Work to complete
Reproduce the data verbatim, from the line containing "Practice step: locate the spiky" through the last line of the data.
*-*-*
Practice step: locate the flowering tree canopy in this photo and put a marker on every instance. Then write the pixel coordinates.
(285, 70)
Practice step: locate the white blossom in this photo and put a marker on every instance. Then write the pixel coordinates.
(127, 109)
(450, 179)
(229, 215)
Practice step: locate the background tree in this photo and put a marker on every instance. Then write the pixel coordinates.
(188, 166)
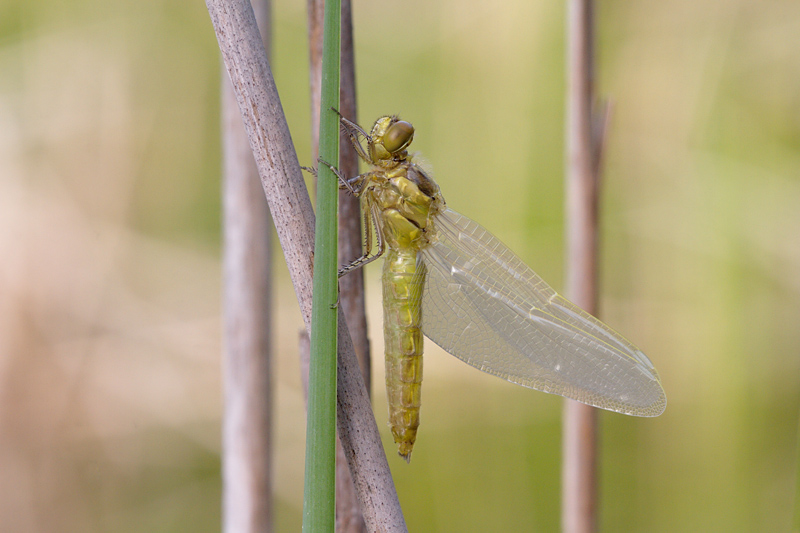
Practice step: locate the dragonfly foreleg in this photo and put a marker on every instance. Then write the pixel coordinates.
(355, 184)
(368, 256)
(355, 133)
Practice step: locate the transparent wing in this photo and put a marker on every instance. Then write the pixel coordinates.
(482, 304)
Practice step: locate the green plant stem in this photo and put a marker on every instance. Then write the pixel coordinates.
(320, 474)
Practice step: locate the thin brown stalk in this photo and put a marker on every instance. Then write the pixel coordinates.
(247, 420)
(243, 54)
(579, 474)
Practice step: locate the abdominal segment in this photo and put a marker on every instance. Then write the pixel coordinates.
(403, 280)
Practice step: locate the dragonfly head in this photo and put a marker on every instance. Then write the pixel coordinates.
(389, 139)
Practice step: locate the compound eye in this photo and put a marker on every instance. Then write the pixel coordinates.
(398, 136)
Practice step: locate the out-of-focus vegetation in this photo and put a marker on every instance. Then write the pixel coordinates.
(109, 279)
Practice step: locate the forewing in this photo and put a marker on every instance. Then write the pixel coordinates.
(483, 305)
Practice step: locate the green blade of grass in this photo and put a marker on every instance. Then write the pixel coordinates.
(320, 472)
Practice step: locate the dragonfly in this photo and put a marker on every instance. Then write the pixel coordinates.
(449, 279)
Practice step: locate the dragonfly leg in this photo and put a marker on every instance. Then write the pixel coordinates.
(355, 133)
(354, 185)
(368, 256)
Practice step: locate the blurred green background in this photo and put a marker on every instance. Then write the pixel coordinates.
(109, 280)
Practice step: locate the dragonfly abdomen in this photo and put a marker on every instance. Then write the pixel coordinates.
(403, 280)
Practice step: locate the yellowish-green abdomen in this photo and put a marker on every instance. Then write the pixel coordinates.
(403, 281)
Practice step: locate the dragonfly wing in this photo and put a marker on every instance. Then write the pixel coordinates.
(482, 304)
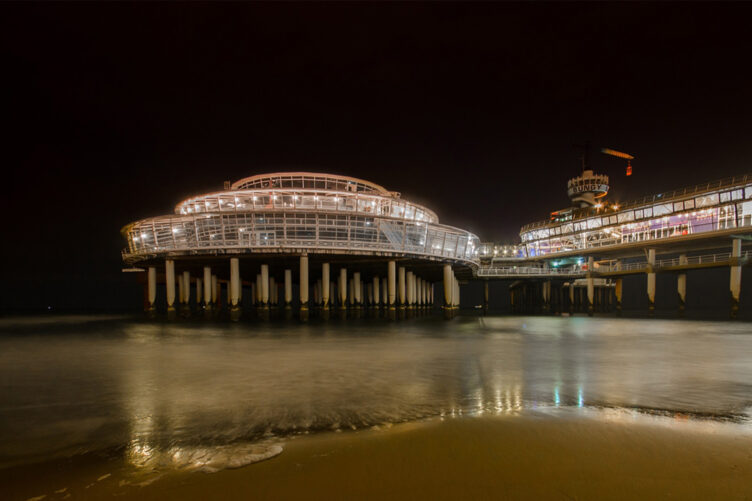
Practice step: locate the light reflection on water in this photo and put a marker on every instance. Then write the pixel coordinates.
(203, 394)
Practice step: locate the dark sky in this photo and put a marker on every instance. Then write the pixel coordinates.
(115, 112)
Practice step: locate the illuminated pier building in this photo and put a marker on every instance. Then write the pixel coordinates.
(349, 242)
(580, 254)
(339, 239)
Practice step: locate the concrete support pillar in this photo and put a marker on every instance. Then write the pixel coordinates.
(264, 283)
(402, 286)
(681, 285)
(187, 287)
(234, 282)
(591, 288)
(288, 288)
(571, 297)
(735, 284)
(207, 287)
(410, 290)
(358, 289)
(170, 283)
(617, 294)
(303, 282)
(151, 288)
(456, 294)
(325, 289)
(343, 287)
(651, 281)
(448, 286)
(181, 289)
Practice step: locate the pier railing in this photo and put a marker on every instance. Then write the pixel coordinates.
(719, 259)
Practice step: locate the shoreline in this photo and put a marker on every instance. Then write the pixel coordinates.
(612, 454)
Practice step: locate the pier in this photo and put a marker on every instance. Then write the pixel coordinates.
(309, 240)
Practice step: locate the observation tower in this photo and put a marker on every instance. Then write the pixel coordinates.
(339, 239)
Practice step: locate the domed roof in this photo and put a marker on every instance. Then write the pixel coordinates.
(309, 180)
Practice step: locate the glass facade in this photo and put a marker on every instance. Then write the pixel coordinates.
(365, 217)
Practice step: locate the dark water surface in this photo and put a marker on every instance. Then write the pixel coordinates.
(193, 393)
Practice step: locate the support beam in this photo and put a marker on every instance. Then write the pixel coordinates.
(288, 288)
(448, 286)
(651, 281)
(207, 287)
(234, 283)
(402, 287)
(151, 288)
(343, 288)
(410, 289)
(590, 290)
(681, 285)
(170, 283)
(617, 293)
(304, 282)
(325, 289)
(735, 284)
(264, 285)
(456, 294)
(187, 287)
(181, 289)
(358, 289)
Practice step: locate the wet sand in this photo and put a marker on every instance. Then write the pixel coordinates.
(502, 457)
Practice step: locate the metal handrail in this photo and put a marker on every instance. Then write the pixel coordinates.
(522, 271)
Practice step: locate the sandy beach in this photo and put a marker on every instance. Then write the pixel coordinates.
(500, 457)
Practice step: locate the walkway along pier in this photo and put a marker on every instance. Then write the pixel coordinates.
(325, 241)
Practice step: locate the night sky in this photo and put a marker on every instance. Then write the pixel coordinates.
(116, 112)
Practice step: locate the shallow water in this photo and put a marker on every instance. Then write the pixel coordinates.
(211, 395)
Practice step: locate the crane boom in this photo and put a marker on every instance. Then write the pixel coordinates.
(614, 153)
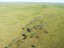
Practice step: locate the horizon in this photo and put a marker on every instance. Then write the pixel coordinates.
(46, 1)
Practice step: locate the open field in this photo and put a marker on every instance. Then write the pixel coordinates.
(31, 25)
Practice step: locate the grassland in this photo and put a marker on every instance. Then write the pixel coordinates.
(41, 24)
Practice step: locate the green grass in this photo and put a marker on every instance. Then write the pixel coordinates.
(14, 17)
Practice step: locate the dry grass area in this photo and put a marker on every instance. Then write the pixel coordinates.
(31, 26)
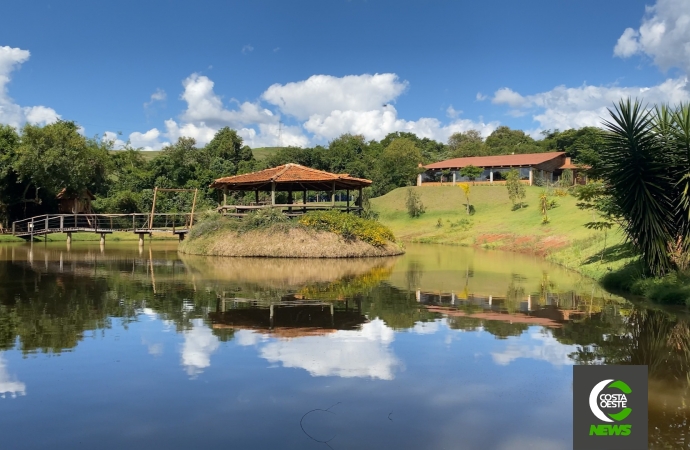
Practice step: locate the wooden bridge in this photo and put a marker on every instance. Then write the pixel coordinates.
(178, 224)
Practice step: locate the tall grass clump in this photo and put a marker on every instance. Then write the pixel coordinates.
(349, 226)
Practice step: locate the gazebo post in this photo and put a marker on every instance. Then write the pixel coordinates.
(333, 195)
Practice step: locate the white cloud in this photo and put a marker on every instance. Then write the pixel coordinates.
(564, 107)
(158, 96)
(452, 112)
(8, 385)
(11, 113)
(664, 35)
(509, 97)
(543, 347)
(363, 353)
(322, 94)
(199, 345)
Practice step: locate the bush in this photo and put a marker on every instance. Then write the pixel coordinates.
(349, 226)
(415, 208)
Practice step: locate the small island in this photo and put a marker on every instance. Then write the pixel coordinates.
(290, 230)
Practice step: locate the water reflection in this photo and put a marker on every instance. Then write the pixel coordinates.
(9, 386)
(467, 320)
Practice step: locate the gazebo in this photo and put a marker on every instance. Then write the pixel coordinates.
(290, 178)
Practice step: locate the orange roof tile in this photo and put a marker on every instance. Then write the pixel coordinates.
(291, 174)
(522, 160)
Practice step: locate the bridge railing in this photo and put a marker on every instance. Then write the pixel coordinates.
(106, 222)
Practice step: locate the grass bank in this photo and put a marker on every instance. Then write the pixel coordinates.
(600, 255)
(268, 233)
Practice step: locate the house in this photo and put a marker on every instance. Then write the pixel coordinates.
(548, 166)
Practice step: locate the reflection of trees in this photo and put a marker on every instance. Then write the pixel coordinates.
(498, 328)
(399, 309)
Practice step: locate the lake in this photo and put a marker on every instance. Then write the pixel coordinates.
(441, 348)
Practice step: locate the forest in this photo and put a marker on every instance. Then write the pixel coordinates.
(37, 162)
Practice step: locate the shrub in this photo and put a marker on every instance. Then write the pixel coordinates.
(349, 226)
(415, 208)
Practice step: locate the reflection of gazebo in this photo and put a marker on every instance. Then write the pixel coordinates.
(286, 319)
(291, 178)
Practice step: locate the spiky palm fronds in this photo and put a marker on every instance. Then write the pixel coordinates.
(637, 172)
*-*-*
Task result
Practice step: locate the spiky palm fronds in this photo and put a marker on every instance. Then write the pixel coordinates.
(637, 172)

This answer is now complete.